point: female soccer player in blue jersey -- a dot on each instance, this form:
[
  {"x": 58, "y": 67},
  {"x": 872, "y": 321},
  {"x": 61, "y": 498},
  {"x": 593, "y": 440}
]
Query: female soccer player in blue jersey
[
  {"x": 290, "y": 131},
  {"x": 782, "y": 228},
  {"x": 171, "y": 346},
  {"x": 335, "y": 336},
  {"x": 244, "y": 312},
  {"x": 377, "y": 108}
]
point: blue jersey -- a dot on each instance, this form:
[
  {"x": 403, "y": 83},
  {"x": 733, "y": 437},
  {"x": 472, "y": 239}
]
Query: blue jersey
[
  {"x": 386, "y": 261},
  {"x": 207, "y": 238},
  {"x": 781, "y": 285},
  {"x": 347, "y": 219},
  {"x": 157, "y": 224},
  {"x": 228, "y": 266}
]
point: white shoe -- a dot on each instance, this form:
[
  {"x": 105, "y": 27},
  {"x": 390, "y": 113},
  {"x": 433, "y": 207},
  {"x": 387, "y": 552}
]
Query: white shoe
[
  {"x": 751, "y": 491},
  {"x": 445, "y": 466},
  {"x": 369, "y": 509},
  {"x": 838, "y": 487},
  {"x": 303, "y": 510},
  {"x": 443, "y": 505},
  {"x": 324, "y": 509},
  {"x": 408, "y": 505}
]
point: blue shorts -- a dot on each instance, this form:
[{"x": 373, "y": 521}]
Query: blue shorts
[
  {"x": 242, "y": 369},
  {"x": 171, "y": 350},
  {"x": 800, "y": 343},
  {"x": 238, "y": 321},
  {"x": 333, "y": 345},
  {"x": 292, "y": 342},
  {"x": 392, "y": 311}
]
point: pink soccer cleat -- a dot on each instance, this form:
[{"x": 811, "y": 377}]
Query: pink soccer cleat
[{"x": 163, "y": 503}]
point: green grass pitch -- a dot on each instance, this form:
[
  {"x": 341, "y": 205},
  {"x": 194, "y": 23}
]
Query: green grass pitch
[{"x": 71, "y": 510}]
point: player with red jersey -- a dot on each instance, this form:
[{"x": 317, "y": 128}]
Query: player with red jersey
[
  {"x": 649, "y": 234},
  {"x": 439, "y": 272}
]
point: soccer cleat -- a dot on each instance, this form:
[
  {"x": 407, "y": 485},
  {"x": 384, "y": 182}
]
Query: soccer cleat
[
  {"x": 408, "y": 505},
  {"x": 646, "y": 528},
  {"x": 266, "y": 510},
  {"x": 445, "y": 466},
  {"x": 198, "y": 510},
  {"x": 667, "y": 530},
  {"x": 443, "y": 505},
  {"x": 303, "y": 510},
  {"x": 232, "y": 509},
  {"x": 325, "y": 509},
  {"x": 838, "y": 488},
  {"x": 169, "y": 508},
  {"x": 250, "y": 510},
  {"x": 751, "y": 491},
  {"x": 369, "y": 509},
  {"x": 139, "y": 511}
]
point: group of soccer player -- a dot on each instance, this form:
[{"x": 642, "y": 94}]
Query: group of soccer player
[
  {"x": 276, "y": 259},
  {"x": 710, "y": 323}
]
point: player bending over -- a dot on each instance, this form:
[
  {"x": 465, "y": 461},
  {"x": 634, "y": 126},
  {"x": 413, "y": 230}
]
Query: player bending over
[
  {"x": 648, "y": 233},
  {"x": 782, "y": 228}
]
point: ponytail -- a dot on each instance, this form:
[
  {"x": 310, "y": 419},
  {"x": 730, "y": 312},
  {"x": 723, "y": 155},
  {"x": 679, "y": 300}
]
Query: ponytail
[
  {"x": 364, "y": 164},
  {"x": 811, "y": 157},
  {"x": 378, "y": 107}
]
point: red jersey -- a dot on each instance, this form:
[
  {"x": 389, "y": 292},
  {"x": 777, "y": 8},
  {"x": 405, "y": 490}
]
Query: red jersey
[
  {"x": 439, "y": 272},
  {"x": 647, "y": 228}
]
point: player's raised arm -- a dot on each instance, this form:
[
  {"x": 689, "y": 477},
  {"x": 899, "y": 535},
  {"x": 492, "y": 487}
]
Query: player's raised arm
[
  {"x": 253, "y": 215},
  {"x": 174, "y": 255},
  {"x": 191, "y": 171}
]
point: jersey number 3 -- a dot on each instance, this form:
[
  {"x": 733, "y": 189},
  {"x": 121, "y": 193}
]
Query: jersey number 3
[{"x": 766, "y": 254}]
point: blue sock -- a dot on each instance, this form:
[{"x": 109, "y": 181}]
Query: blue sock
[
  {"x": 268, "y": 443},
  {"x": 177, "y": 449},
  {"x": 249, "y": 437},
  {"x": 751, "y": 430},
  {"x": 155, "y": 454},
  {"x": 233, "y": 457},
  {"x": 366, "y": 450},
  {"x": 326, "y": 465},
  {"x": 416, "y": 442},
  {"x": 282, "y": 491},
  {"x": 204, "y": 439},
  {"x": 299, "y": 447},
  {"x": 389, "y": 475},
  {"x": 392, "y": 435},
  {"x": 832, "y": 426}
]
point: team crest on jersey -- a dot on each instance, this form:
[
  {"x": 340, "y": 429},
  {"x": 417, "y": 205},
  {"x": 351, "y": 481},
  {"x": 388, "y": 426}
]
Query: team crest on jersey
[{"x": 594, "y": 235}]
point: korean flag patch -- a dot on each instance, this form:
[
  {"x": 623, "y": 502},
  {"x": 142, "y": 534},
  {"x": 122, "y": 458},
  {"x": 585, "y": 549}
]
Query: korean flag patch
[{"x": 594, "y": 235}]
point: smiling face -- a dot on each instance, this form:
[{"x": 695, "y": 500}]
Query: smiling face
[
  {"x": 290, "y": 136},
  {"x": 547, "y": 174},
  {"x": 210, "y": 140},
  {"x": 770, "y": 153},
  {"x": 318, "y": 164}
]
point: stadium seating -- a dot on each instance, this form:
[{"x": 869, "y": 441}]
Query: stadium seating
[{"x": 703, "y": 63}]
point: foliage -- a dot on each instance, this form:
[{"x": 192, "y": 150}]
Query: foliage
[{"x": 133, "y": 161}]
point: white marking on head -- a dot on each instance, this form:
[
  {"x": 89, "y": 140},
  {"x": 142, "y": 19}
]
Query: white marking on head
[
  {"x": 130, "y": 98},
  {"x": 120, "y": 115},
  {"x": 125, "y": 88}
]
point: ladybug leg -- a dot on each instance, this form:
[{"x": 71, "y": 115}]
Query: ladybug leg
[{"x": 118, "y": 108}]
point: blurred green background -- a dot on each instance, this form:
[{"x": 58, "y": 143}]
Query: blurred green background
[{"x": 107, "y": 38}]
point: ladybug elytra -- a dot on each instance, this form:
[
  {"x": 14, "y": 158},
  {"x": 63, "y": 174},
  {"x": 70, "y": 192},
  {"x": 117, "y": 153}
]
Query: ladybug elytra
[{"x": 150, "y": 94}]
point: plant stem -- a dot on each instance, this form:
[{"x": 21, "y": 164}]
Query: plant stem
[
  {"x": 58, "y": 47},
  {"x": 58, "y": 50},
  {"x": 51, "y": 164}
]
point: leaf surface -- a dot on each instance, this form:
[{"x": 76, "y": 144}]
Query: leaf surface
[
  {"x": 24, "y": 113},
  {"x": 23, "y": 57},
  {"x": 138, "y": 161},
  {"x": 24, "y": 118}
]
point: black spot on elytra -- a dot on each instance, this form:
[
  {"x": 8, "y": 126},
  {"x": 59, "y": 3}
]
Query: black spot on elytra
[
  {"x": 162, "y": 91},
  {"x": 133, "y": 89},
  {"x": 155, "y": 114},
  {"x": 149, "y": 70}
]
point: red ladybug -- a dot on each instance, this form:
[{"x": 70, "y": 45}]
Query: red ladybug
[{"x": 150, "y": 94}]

**What this task involves**
Your task is to quote the listing above word for word.

**Solution to this exercise**
point: female soccer player in blue jersey -- a dot on each instance, this form:
[
  {"x": 58, "y": 67},
  {"x": 872, "y": 321},
  {"x": 61, "y": 498},
  {"x": 593, "y": 440}
]
Query: female soccer player in blue jersey
[
  {"x": 290, "y": 131},
  {"x": 782, "y": 228},
  {"x": 171, "y": 346},
  {"x": 335, "y": 336},
  {"x": 244, "y": 312},
  {"x": 377, "y": 108}
]
point: blue jersey -- a dot on each instance, this form:
[
  {"x": 403, "y": 83},
  {"x": 733, "y": 437},
  {"x": 472, "y": 239}
]
Query: blue jersey
[
  {"x": 386, "y": 261},
  {"x": 207, "y": 238},
  {"x": 781, "y": 285},
  {"x": 347, "y": 219},
  {"x": 157, "y": 224},
  {"x": 228, "y": 266}
]
point: white shoe -- a dot on each instance, this form:
[
  {"x": 105, "y": 27},
  {"x": 390, "y": 113},
  {"x": 433, "y": 207},
  {"x": 387, "y": 552}
]
Query: white shoe
[
  {"x": 751, "y": 491},
  {"x": 445, "y": 466},
  {"x": 369, "y": 509},
  {"x": 838, "y": 487},
  {"x": 303, "y": 510},
  {"x": 443, "y": 505},
  {"x": 324, "y": 509},
  {"x": 408, "y": 505}
]
point: blue shorts -- a dot on each instance, this form:
[{"x": 373, "y": 521}]
Query: blue shorts
[
  {"x": 242, "y": 369},
  {"x": 171, "y": 350},
  {"x": 800, "y": 343},
  {"x": 238, "y": 321},
  {"x": 333, "y": 345},
  {"x": 292, "y": 342},
  {"x": 392, "y": 311}
]
point: pink soccer cleat -- a dot on each instance, this form:
[{"x": 811, "y": 377}]
Query: pink soccer cleat
[{"x": 163, "y": 503}]
point: green grass pitch -- a dot on each instance, this form:
[
  {"x": 341, "y": 205},
  {"x": 194, "y": 23}
]
Query: green grass pitch
[{"x": 71, "y": 510}]
point: player with red jersey -- a dot on each instance, this form:
[{"x": 317, "y": 128}]
Query: player with red jersey
[
  {"x": 649, "y": 234},
  {"x": 439, "y": 272}
]
point: soccer cleat -- a dot on each instance, this form:
[
  {"x": 407, "y": 485},
  {"x": 384, "y": 182}
]
Query: soccer cleat
[
  {"x": 408, "y": 505},
  {"x": 646, "y": 528},
  {"x": 266, "y": 510},
  {"x": 445, "y": 466},
  {"x": 198, "y": 510},
  {"x": 667, "y": 530},
  {"x": 443, "y": 505},
  {"x": 303, "y": 510},
  {"x": 232, "y": 509},
  {"x": 325, "y": 509},
  {"x": 838, "y": 488},
  {"x": 169, "y": 508},
  {"x": 250, "y": 510},
  {"x": 751, "y": 491},
  {"x": 369, "y": 509},
  {"x": 139, "y": 511}
]
point: group of soccer player -- a dot on each instance, this form:
[{"x": 642, "y": 94}]
Query: group of soccer player
[
  {"x": 276, "y": 259},
  {"x": 710, "y": 323}
]
point: player bending over -- a dot on each instance, this form:
[
  {"x": 465, "y": 461},
  {"x": 634, "y": 126},
  {"x": 413, "y": 230}
]
Query: player bending over
[
  {"x": 648, "y": 233},
  {"x": 782, "y": 228}
]
point: ponytail -- a dot on each instance, this form:
[
  {"x": 310, "y": 419},
  {"x": 730, "y": 312},
  {"x": 723, "y": 155},
  {"x": 679, "y": 300}
]
Query: ponytail
[
  {"x": 364, "y": 164},
  {"x": 811, "y": 157},
  {"x": 378, "y": 107}
]
point: red jersey -- a dot on each instance, this form:
[
  {"x": 389, "y": 292},
  {"x": 777, "y": 8},
  {"x": 405, "y": 490}
]
Query: red jersey
[
  {"x": 439, "y": 272},
  {"x": 647, "y": 228}
]
point: player's raised arm -- a dot on each instance, this form:
[
  {"x": 689, "y": 477},
  {"x": 899, "y": 535},
  {"x": 492, "y": 487}
]
Query: player's raised arm
[
  {"x": 253, "y": 215},
  {"x": 174, "y": 255},
  {"x": 191, "y": 171}
]
point: jersey number 3 -- a dot on each instance, this form:
[
  {"x": 733, "y": 189},
  {"x": 121, "y": 193}
]
Query: jersey number 3
[{"x": 766, "y": 254}]
point: blue sock -- a dot on each instance, this form:
[{"x": 109, "y": 181}]
Query: blue sock
[
  {"x": 268, "y": 443},
  {"x": 177, "y": 449},
  {"x": 249, "y": 437},
  {"x": 751, "y": 430},
  {"x": 155, "y": 454},
  {"x": 233, "y": 457},
  {"x": 366, "y": 450},
  {"x": 326, "y": 465},
  {"x": 416, "y": 442},
  {"x": 282, "y": 491},
  {"x": 204, "y": 439},
  {"x": 299, "y": 447},
  {"x": 389, "y": 475},
  {"x": 392, "y": 435},
  {"x": 832, "y": 426}
]
point: team crest on jersey -- a dot on each instance, this form:
[
  {"x": 340, "y": 429},
  {"x": 417, "y": 205},
  {"x": 351, "y": 481},
  {"x": 388, "y": 426}
]
Query: team crest on jersey
[{"x": 594, "y": 235}]
point: korean flag patch -- a dot on each instance, this form:
[
  {"x": 623, "y": 502},
  {"x": 142, "y": 534},
  {"x": 122, "y": 458},
  {"x": 585, "y": 549}
]
Query: korean flag patch
[{"x": 594, "y": 235}]
point: smiling face -- a dot on each instance, this form:
[{"x": 695, "y": 500}]
Query: smiling face
[
  {"x": 290, "y": 136},
  {"x": 547, "y": 174},
  {"x": 210, "y": 140},
  {"x": 770, "y": 153},
  {"x": 318, "y": 164}
]
point: stadium seating -- a dot on each instance, this form:
[{"x": 869, "y": 441}]
Query: stadium seating
[{"x": 703, "y": 63}]
point: foliage -- a dot on each instance, this form:
[{"x": 192, "y": 150}]
Query: foliage
[{"x": 133, "y": 161}]
point: white marking on head -- a dot on each instance, this form:
[
  {"x": 89, "y": 140},
  {"x": 142, "y": 19}
]
Query: white marking on head
[
  {"x": 130, "y": 98},
  {"x": 120, "y": 115},
  {"x": 125, "y": 88}
]
point: ladybug leg -- a dot on each instance, this form:
[{"x": 71, "y": 115}]
Query: ladybug leg
[{"x": 118, "y": 108}]
point: blurred green background -- a dot on each instance, this form:
[{"x": 58, "y": 143}]
Query: blurred green background
[{"x": 107, "y": 38}]
point: ladybug elytra -- a dot on each instance, this form:
[
  {"x": 14, "y": 158},
  {"x": 63, "y": 174},
  {"x": 70, "y": 192},
  {"x": 117, "y": 153}
]
Query: ladybug elytra
[{"x": 150, "y": 94}]
point: plant stem -- a dot on each instance, this form:
[{"x": 21, "y": 164}]
Query: plant stem
[
  {"x": 58, "y": 47},
  {"x": 58, "y": 50},
  {"x": 51, "y": 164}
]
point: leaf surface -- a dot on each instance, this form:
[{"x": 76, "y": 144}]
Query: leaf surface
[
  {"x": 24, "y": 113},
  {"x": 23, "y": 57},
  {"x": 138, "y": 161},
  {"x": 24, "y": 118}
]
point: black spot on elytra -- a dot on each instance, this form:
[
  {"x": 8, "y": 126},
  {"x": 59, "y": 3}
]
Query: black spot on elytra
[
  {"x": 162, "y": 91},
  {"x": 133, "y": 89},
  {"x": 155, "y": 114},
  {"x": 149, "y": 70}
]
point: red ladybug -- a dot on each instance, this form:
[{"x": 70, "y": 45}]
Query: red ladybug
[{"x": 150, "y": 94}]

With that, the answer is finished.